### Work task
What you produce should be every line from the data that includes "dark".

### Provided material
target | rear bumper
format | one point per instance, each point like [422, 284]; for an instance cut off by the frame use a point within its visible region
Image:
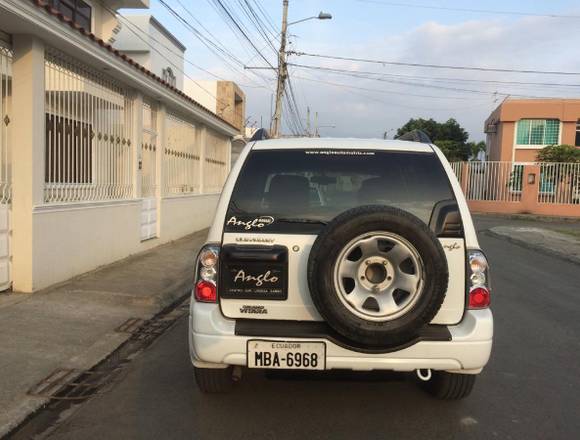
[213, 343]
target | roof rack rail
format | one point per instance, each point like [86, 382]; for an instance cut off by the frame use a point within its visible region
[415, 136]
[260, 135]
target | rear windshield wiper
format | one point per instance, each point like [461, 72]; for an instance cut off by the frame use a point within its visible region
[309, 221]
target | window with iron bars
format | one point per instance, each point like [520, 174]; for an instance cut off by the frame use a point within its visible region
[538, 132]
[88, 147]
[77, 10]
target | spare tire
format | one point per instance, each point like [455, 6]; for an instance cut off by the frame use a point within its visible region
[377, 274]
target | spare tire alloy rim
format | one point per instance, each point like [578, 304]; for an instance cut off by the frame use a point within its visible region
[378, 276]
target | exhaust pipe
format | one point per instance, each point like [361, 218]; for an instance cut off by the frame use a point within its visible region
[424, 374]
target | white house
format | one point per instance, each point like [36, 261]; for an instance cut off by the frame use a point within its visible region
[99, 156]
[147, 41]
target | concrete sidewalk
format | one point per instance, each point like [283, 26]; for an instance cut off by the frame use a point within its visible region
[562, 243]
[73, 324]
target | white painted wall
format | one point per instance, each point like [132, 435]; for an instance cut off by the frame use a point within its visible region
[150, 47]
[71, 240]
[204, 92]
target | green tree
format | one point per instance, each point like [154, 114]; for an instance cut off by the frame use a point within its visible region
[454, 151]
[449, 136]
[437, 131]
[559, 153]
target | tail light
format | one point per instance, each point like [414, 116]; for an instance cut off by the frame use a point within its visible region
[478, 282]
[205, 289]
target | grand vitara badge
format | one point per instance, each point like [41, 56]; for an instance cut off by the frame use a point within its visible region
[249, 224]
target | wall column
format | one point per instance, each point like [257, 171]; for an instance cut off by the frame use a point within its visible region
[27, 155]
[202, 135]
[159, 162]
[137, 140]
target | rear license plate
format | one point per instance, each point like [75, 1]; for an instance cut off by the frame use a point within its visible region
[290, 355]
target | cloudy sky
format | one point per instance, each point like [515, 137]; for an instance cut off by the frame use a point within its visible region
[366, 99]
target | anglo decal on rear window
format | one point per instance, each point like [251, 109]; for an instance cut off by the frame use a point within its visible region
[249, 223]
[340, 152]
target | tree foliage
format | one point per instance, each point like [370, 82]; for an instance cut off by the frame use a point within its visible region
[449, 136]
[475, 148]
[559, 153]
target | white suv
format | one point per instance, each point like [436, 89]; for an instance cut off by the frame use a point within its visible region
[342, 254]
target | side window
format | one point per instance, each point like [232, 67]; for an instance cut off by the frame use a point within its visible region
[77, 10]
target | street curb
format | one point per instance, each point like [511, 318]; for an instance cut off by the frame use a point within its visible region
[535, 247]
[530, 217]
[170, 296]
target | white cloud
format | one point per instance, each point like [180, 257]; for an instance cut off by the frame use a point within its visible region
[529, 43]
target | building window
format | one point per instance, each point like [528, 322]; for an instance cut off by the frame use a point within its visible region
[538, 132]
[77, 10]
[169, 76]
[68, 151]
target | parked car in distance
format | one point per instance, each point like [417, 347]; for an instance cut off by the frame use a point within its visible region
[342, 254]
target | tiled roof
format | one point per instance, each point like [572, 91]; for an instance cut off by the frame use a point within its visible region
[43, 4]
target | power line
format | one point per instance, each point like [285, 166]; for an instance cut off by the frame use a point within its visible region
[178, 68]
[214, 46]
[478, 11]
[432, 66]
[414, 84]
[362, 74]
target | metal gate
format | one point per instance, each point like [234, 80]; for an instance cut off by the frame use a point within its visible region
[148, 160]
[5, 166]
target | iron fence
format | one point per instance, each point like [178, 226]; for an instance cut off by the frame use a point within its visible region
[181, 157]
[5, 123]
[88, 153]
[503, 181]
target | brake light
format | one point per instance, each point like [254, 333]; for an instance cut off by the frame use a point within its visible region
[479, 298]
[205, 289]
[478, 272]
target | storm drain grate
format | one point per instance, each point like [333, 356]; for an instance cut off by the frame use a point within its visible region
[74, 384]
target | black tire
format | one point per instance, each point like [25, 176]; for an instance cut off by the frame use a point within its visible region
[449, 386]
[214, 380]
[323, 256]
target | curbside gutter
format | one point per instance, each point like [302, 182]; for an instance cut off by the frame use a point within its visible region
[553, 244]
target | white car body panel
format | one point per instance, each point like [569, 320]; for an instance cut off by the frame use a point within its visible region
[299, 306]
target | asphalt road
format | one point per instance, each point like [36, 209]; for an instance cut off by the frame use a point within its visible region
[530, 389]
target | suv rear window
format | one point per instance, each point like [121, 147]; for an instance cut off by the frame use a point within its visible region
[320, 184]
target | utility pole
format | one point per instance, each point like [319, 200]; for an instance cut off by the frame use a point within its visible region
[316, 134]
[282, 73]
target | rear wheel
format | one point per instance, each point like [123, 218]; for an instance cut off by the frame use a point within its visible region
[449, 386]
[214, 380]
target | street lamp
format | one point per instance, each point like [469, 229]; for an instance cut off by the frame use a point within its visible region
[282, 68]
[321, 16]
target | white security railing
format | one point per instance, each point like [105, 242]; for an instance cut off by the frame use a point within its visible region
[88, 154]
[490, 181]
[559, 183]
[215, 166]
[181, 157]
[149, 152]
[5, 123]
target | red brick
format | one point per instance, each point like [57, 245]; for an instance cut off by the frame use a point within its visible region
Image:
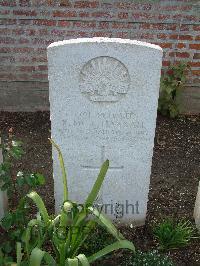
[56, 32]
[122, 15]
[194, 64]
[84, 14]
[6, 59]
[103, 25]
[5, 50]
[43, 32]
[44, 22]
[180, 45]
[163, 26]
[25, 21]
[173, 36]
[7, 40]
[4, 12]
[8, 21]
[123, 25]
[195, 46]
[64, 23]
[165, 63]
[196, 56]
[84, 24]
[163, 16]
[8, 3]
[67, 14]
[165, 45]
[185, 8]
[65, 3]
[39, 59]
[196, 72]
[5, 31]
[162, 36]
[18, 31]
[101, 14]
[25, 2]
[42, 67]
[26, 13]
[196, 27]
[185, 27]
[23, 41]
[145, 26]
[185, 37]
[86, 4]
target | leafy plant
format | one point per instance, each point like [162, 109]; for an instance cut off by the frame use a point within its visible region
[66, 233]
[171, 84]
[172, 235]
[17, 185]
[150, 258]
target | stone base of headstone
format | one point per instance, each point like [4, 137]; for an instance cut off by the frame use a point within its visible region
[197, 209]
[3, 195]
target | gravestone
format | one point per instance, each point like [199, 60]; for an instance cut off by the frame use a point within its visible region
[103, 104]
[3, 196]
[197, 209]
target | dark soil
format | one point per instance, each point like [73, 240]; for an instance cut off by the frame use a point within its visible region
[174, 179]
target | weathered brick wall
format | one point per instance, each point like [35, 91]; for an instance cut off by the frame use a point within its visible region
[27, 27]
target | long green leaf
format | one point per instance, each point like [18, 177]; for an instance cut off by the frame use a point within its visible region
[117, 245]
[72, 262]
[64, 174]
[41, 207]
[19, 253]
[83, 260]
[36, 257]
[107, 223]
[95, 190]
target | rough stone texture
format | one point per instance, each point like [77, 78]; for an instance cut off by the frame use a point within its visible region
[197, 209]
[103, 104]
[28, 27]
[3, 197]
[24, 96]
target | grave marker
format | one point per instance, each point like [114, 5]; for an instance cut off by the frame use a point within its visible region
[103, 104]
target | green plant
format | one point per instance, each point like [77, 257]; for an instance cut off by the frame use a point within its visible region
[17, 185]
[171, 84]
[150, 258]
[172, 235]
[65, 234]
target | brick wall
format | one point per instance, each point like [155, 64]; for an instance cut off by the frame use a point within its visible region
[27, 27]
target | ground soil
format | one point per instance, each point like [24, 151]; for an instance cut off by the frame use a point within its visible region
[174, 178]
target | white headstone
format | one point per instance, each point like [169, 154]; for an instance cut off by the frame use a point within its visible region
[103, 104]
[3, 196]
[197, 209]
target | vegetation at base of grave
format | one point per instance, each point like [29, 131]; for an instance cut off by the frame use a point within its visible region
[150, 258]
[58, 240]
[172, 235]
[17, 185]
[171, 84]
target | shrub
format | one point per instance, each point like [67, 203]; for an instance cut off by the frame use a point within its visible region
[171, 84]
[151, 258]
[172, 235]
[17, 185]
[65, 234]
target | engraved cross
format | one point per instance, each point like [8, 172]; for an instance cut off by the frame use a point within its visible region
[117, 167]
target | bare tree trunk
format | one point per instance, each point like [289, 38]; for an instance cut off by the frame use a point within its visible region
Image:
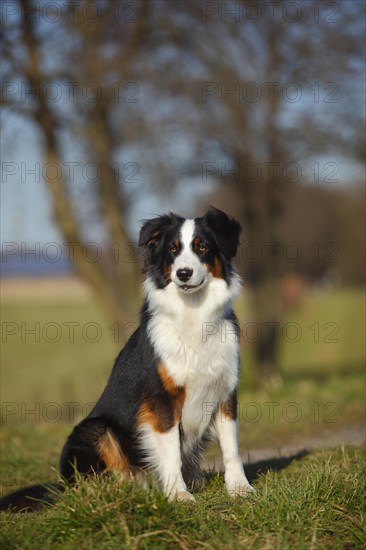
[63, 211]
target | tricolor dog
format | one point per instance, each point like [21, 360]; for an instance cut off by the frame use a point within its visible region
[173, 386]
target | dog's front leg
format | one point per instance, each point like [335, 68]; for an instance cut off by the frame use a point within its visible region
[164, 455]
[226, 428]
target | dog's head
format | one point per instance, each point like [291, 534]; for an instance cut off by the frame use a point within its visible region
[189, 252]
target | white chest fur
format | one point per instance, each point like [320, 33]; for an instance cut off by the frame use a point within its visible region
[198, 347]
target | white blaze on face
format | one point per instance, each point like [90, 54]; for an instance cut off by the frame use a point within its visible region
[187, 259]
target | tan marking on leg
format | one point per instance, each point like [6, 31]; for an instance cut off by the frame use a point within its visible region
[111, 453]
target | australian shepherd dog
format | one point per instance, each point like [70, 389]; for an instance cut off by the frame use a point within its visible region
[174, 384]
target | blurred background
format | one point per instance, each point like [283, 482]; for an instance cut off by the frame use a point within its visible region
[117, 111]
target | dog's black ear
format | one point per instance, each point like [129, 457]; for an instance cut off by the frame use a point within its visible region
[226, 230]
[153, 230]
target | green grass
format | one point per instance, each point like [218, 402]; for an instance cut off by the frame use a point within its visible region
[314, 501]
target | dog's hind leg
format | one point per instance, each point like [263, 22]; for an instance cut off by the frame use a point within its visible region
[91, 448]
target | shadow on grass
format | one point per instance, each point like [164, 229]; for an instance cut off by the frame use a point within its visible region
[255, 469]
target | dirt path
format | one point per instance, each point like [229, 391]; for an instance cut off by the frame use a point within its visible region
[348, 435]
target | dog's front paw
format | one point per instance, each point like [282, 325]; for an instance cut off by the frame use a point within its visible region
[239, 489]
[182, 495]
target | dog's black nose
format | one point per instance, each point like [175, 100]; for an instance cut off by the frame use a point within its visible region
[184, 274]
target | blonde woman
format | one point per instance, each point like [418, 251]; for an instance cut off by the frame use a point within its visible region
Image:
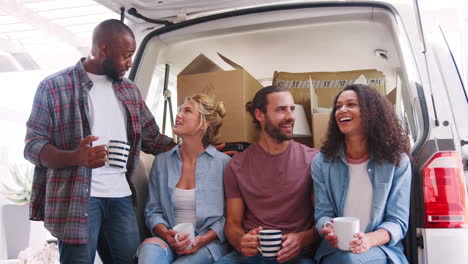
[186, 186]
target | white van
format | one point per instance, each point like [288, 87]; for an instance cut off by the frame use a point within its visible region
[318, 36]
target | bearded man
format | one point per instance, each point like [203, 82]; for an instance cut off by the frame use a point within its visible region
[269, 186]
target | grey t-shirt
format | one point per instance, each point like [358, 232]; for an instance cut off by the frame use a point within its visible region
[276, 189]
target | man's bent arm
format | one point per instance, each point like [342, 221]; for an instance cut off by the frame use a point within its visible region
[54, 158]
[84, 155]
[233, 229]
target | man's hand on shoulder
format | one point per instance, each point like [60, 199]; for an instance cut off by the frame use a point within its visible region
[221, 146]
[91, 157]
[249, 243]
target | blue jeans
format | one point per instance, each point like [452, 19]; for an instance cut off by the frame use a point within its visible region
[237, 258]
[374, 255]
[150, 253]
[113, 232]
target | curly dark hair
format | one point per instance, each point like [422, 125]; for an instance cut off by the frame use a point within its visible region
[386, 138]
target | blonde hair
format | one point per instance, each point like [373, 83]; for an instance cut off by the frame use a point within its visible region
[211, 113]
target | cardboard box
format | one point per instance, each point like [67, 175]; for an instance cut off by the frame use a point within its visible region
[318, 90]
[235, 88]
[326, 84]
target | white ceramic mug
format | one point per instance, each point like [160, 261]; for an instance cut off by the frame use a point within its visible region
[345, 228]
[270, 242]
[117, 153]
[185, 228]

### Written answer
target | dark soil
target | curly dark hair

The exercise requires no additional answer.